Output the entire listing that follows verbatim.

★ ★ ★ ★

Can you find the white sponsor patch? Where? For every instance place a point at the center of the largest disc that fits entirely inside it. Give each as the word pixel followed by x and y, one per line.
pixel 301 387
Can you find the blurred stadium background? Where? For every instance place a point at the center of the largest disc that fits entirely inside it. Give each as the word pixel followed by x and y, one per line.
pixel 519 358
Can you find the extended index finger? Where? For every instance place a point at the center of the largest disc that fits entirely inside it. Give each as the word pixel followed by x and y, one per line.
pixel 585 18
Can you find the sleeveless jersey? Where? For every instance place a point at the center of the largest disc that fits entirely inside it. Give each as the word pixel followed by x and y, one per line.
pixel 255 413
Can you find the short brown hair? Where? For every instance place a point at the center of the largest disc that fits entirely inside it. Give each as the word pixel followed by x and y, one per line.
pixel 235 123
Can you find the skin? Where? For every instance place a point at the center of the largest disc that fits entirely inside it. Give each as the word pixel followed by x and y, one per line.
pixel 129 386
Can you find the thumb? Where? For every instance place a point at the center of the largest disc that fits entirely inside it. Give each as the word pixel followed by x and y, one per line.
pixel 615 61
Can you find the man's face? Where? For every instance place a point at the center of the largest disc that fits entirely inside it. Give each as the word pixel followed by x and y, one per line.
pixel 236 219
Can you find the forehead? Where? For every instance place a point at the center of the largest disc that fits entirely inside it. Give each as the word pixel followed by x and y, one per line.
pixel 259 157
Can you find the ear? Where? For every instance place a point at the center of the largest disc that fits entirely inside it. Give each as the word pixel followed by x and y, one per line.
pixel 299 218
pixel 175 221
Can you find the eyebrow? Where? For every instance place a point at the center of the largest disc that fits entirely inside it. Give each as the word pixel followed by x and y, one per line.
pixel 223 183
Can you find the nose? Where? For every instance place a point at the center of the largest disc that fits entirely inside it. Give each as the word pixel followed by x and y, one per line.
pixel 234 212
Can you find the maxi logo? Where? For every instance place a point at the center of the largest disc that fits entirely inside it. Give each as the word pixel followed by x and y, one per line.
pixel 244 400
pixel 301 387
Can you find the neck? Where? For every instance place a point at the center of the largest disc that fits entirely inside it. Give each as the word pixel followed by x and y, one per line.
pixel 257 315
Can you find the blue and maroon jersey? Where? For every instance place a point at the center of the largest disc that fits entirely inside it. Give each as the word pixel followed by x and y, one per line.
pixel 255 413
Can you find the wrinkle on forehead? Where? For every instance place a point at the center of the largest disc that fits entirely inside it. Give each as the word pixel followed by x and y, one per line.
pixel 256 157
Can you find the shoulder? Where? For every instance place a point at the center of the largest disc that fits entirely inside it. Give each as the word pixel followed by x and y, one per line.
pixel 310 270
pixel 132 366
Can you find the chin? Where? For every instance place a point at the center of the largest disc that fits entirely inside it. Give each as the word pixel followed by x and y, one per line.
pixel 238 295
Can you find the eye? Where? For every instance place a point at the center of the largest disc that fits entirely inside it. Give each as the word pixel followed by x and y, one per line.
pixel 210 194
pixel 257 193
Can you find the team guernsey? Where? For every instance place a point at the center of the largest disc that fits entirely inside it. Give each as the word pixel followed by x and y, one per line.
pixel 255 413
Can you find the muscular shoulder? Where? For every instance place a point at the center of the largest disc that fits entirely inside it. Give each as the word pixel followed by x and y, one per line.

★ ★ ★ ★

▶ **Exercise response**:
Can you find the white sponsor patch? Where? For every instance place a point at the center of the largest disc that fits entirely inside it. Give each as the word pixel followed by x and y, one per line.
pixel 301 387
Can you find the blurred stadium background? Where? For every instance place a point at the center of the largest disc that fits entirely inside it. Give each as the word pixel followed by x and y, one per line.
pixel 519 358
Can you find the extended index finger? Where? For every instance place a point at the center of the largest disc that fits entirely inside it. Give each as the word pixel followed by x and y, one per line.
pixel 585 18
Can you find the sleeveless jersey? Where? For every instance place a point at the center of the largest disc that fits entirely inside it. Give each as the word pixel followed by x and y, one per line.
pixel 255 413
Can you find the short brown hair? Where? For every instance place a point at the center of the largest disc that fits entirely inside it. Give each as the word pixel followed by x and y, one per line.
pixel 235 123
Can you find the skin? Where? For every instance place a point at the center of the largest disc that fits entirely inside it. Give each as the word pixel followed by x and y, one per line.
pixel 129 386
Can you find the thumb? Where? For every instance place a point at the center of the largest disc that fits entirely inside it. Give each as the word pixel followed by x and y, one per line.
pixel 615 61
Can you find the man's face? Where? For every instance place a point at the center of the largest disc that fits entirely inside it. Give each as the word pixel followed by x and y, one per line.
pixel 236 219
Can you find the forehead? Where? For every instance place a point at the center of the largest disc that fits entirely inside it. Give each as the word pixel followed by x and y, one per line.
pixel 259 157
Can you find the ear? Where? For every instance place a point at the center of the largest disc that fits entirely inside it. Give each as the word pixel followed by x and y, one per line.
pixel 299 218
pixel 175 221
Can you find the eyebrow? Where? For every instance place a point at the center of the largest disc that fits entirely inside it. Give each as the word pixel followed by x and y, one per line.
pixel 223 183
Can you find the nose? Where? For every instance place a point at the center of the largest disc that fits entirely inside it. Give each as the word pixel followed by x and y, one per line.
pixel 234 212
Can you find the maxi logo? Where? For every instance place a point at the center of the largest disc that fits entirely inside it. Give each as the word pixel followed by x and y, one per line.
pixel 244 400
pixel 301 387
Can you find the neck? Where? For every instance place a point at the center of the largest disc that fits entirely inside it. Give each as the word pixel followed by x and y, one per line.
pixel 257 315
Can you find the blue and maroon jersey? Where? For every instance place a point at the center of the largest disc that fits entirely inside it. Give each as the word pixel followed by x and y, one per line.
pixel 255 413
Can you find the wrinkle on forehead? Where? For every instance place a point at the center of the largest disc that fits entirely inside it. Give each as the word pixel followed by x and y, one per line.
pixel 256 157
Can you find the shoulder? Where? For every instance place a point at the center of the largest disc that fits entirely inside it. Give each as the word pixel followed by x and y, one per line.
pixel 310 270
pixel 132 366
Can you find the chin? Where? For every instance place a point at the center of the largest disc that fits entirely inside it. Give each as the word pixel followed by x and y, one per line.
pixel 238 295
Can you find the eye? Where? For every instance place a point at the center of the largest disc that fits entirely inside it. Give each as the word pixel followed by x and y, one per line.
pixel 210 194
pixel 257 193
Can you find the team guernsey? Where? For every instance place a point at the center of the largest disc that fits entirely inside it. Give each as the word pixel followed by x and y, one per line.
pixel 255 413
Can you find the muscular shoulder? Where? For every instance place a point at the center of the largest disc that fits entirely inside it. Give each as the word pixel followed by x and y, one per line.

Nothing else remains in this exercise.